◆ **Material for the task**
====

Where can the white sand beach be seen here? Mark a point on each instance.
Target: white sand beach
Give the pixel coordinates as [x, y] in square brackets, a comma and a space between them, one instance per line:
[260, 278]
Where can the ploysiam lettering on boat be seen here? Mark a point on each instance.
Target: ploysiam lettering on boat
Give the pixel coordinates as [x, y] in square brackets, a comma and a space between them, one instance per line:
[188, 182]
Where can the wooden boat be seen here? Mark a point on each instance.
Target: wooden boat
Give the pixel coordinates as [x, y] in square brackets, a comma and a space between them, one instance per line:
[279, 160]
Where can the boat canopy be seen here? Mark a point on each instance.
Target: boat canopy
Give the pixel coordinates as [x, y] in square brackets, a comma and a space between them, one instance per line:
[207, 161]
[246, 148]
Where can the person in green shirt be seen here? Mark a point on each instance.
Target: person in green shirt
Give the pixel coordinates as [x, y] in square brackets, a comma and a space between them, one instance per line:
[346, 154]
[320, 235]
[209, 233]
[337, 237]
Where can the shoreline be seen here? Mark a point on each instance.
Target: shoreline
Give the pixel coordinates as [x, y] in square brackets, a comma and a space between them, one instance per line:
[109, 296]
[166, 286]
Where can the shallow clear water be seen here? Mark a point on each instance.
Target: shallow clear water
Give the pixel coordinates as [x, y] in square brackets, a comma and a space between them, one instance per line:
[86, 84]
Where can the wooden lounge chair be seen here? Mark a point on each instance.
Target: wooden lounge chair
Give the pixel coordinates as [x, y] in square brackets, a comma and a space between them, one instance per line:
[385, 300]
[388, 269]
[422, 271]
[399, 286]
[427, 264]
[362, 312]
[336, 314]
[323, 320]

====

◆ **Activity**
Which of the lines above hold the string "Where"? Copy each one.

◆ **Solution to this task**
Where can the white sand beach be seen here? Mark a point on each instance.
Where can the ploysiam lettering on boat be seen here? Mark a point on each instance.
Where can the wooden boat be seen here? Mark a point on each instance.
Where can the boat canopy be seen here? Mark a point on each instance.
Where can the person in green shirt be seen here? Mark a point on each instance.
Where can the shoreline be seen here? Mark a point on each instance.
Where can the shallow clear water be seen here? Mark a point on each instance.
Where can the wooden lounge chair be seen here? Mark a point on each instance.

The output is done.